KUMPULAN TUGAS:
(A) Sunting kutipan tentang konstruktivisme dengan menuliskan ulang bagiannya, mulai dari kata-kata yang memuat "Petunjuk tentang proses" dan berhenti setelah "beberapa tahun lamanya.". Ganti "istilah teknis" dengan "jargon ilmiah".
(B) Lanjutkan kutipan tentang konstruktivisme mulai dari kalimat terakhir yang ditampilkan.

#### KUTIPAN TEKS ####

Dalam upaya mengimplementasikan teori belajar konstruktivisme, Tytler dalam Hamzah  mengajukan beberapa saran yang berkaitan dengan rancangan pembelajaran, sebagai berikut: (1) memberi kesempatan kepada siswa untuk mengemukakan gagasannya dengan bahasa sendiri, (2) memberi kesempatan kepada siswa untuk berfikir tentang pengalamannya sehingga menjadi lebih kreatif dan imajinatif, (3) memberi kesempatan kepada siswa untuk mencoba gagasan baru, (4) memberi pengalaman yang berhubungan dengan gagasan yang telah dimiliki siswa, (5) mendorong siswa untuk memikirkan perubahan gagasan mereka, dan (6) menciptakan lingkungan belajar yang kondusif.
Dari beberapa pandangan di atas, dapat disimpulkan bahwa pembelajaran yang mengacu kepada teori belajar konstruktivisme lebih menfokuskan pada kesuksesan siswa dalam mengorganisasikan pengalaman mereka. Bukan kepatuhan siswa dalam refleksi atas apa yang telah diperintahkan dan dilakukan oleh guru. Dengan kata lain, siswa lebih diutamakan untuk mengkonstruksi sendiri pengetahuan mereka melalui asimilasi dan akomodasi.

2.      Bagaimana Cara Mengajarkan Matematika Menurut Filosofi Konstruktivistik
Secara umum, pembelajaran berdasarkan teori belajar konstruktivisme meliputi empat tahap: (1) tahap persepsi (mengungkap konsepsi awal dan membangkitkan motivasi belajar siswa), (2) tahap eksplorasi, (3) tahap diskusi dan penjelasan konsep, dan (4) tahap pengembangan dan aplikasi konsep.

Sejalan dengan pandangan di atas, Tobin dan Timon dalam Hamzah mengatakan bahwa pembelajaran dengan teori belajar konstruktivisme meliputi empat kegiatan, antara lain (1) berkaitan dengan prior knowledge siswa, (2) mengandung kegiatan pengalaman nyata (experiences), (3) terjadi interaksi sosial (social interaction) dan (4) terbentuknya kepekaan terhadap lingkungan (sense making).

Petunjuk tentang proses pembelajaran dengan teori belajar konstruktivisme juga dikemukakan oleh Dahar dalam Hamzah, sebagai berikut: (1) siapkan benda-benda nyata untuk digunakan para siswa, (2) pilihlah pendekatan yang sesuai dengan tingkat perkembangan anak, (3) perkenalkan kegiatan yang layak dan menarik serta beri kebebasan anak untuk menolak saran guru, (4) tekankan penciptaan pertanyaan dan masalah serta pemecahannya, (5) anjurkan para siswa untuk saling berinteraksi, (6) hindari istilah teknis dan tekankan berpikir, (7) anjurkan mereka berpikir dengan cara sendiri, dan (8) perkenalkan kembali materi dan kegiatan yang sama setelah beberapa tahun lamanya.

#### INFORMASI YANG DIBERIKAN ####

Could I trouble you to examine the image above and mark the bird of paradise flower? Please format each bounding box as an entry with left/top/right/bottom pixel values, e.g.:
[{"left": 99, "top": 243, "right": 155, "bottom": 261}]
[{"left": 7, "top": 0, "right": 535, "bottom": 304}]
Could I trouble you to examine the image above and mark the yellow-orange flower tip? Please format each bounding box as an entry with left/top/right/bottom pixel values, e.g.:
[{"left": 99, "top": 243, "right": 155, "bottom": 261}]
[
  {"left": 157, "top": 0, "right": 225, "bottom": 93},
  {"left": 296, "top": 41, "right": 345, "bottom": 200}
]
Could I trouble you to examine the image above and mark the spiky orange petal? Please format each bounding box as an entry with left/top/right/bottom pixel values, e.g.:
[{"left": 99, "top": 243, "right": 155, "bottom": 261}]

####

HASIL TIAP TUGAS:
(A)
Petunjuk tentang proses pembelajaran dengan teori belajar konstruktivisme juga dikemukakan oleh Dahar dalam Hamzah, sebagai berikut: (1) siapkan benda-benda nyata untuk digunakan para siswa, (2) pilihlah pendekatan yang sesuai dengan tingkat perkembangan anak, (3) perkenalkan kegiatan yang layak dan menarik serta beri kebebasan anak untuk menolak saran guru, (4) tekankan penciptaan pertanyaan dan masalah serta pemecahannya, (5) anjurkan para siswa untuk saling berinteraksi, (6) hindari jargon ilmiah dan tekankan berpikir, (7) anjurkan mereka berpikir dengan cara sendiri, dan (8) perkenalkan kembali materi dan kegiatan yang sama setelah beberapa tahun lamanya.

(B)
Beberapa uraian di atas dapat memberi pandangan kepada guru agar dalam menerapkan prinsip belajar konstruktivisme, benar-benar harus memperhatikan kondisi lingkungan bagi anak. Di samping itu, pengertian tentang kesiapan anak untuk belajar, juga tidak boleh diabaikan. Dengan kata lain, bahwa faktor lingkungan sebagai suatu sarana interaksi bagi anak, bukanlah satu-satunya yang perlu mendapat perhatian yang sungguh-sungguh bagi guru.

Yager dalam Hamzah mengajukan pentahapan yang lebih lengkap dalam pembelajaran dengan teori belajar konstruktivisme. Hal ini dapat menjadi pedoman dalam pembelajaran secara umum, pembelajaran dalam Ilmu Pengetahuan Alam dan pembelajaran Matematika. Cakupan tersebut didasarkan pada tugas guru yang tidak mengajarkan mata pelajaran pendidikan agama dan olah raga merupakan guru kelas.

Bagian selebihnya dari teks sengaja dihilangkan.